▽

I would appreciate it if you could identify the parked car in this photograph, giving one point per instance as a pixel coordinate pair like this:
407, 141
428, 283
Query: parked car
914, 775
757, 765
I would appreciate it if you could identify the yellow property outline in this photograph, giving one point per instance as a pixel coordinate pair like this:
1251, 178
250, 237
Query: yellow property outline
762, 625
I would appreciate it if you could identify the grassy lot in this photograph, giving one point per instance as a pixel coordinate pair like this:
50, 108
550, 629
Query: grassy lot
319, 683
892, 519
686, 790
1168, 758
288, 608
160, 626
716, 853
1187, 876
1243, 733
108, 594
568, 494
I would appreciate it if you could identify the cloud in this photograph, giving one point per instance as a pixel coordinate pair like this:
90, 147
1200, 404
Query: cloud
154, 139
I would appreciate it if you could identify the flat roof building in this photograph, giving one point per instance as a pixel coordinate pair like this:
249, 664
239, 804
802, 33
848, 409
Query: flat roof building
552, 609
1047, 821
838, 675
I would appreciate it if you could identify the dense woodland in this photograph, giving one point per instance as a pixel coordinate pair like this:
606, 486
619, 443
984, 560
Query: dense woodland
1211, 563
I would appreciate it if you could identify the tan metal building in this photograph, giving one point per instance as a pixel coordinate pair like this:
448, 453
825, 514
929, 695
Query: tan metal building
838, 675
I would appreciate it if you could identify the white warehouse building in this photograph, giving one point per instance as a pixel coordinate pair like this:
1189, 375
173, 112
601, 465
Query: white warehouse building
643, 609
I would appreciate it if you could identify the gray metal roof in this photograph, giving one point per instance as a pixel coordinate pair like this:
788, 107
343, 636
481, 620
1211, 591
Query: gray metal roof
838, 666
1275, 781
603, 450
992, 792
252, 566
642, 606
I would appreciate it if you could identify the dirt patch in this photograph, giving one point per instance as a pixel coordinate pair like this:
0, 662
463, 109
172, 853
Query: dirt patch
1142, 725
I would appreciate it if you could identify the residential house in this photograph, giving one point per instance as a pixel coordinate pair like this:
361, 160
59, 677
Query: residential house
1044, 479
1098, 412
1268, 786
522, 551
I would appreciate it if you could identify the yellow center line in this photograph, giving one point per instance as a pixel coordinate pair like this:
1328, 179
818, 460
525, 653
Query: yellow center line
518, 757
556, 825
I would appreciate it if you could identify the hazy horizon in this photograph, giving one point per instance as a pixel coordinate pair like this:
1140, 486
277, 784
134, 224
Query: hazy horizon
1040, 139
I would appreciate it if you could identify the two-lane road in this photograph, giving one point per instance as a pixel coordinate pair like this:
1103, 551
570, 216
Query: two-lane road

△

**The problem:** Copy the material above verbatim.

**Response to the exercise:**
I would appreciate it if you could identify the parked car in this photograph, giving one point per instance as a pixel coordinate pair like this:
407, 141
428, 283
Query: parked car
914, 775
757, 765
I would appreciate it if you could identify the yellow property outline in this photograph, giving one point per instance as a pixel coordinate pair like this:
1251, 178
250, 237
Query: yellow property outline
762, 625
I would appreciate it if you could identify the grassy lot in this photograph, giving one point per instance as a pixel coordinate pair like this:
50, 108
550, 629
Query: grassy lot
319, 683
892, 519
686, 790
1168, 758
288, 608
160, 626
716, 853
1187, 876
1243, 733
108, 594
568, 494
I would appreciate it if you could identify the cloud in this photograph, giving one point per instance as a pixel coordinate pair like this:
90, 147
1200, 404
Query: cloud
154, 139
I would appreciate it if you could identify the flat roof building in this photograph, giving one point per instance as a pixel coordinate pair like this:
249, 664
239, 804
802, 33
848, 409
Query: flat roof building
552, 609
1047, 821
838, 675
I would appreciate it if you could identify the dense woodland in this photograph, giving one point per instance as a pixel coordinate pair like this:
606, 486
619, 443
984, 560
Query: dense woodland
1211, 563
I would appreciate it if you could identify the tan metal building in this photograph, giving one point per instance as a pixel coordinate pair like this:
448, 453
825, 514
929, 695
Query: tan metal building
838, 675
I would appreciate it if you could identify the white warehouse building in this photograph, giving one point per instance as a pixel coordinate pair like this:
1189, 375
173, 112
601, 465
Query: white warehouse building
643, 609
I would appreciate it if you could identify the gray metal roof in this photograph, giving one point per instance as a pixel coordinate pair like this:
788, 107
343, 636
481, 620
1211, 591
Query: gray metal roof
838, 666
1275, 781
603, 450
992, 792
252, 566
642, 606
I would appreciate it if you could identify the dirt patch in this photograph, giving one point per instance as a pixel coordinate pair like this:
0, 662
463, 109
172, 853
Query: dirt patch
1142, 725
I would appreciate it if you could identify the residential house in this photograph, giving one point per instance as a pixel coordinate pair like this:
361, 160
59, 677
Query: residential house
1044, 479
1098, 412
1268, 786
522, 551
I would appreciate it if you could identify the yellow center line in this photograph, giving one point per instance as a pixel coordinate pair like this:
1328, 179
818, 460
525, 653
Query: yellow center line
518, 757
556, 825
I would appreciate it if you could identify the hazy horizon in this photograph, giving one point per instance as a pixel coordinate pair like this:
1140, 486
277, 784
134, 224
Query: hazy horizon
1040, 139
I would appreciate it if you could identify the two-lane road in this photograph, giving one point per instance as a pixel coordinate pair like this:
1103, 551
570, 216
Query: two-lane road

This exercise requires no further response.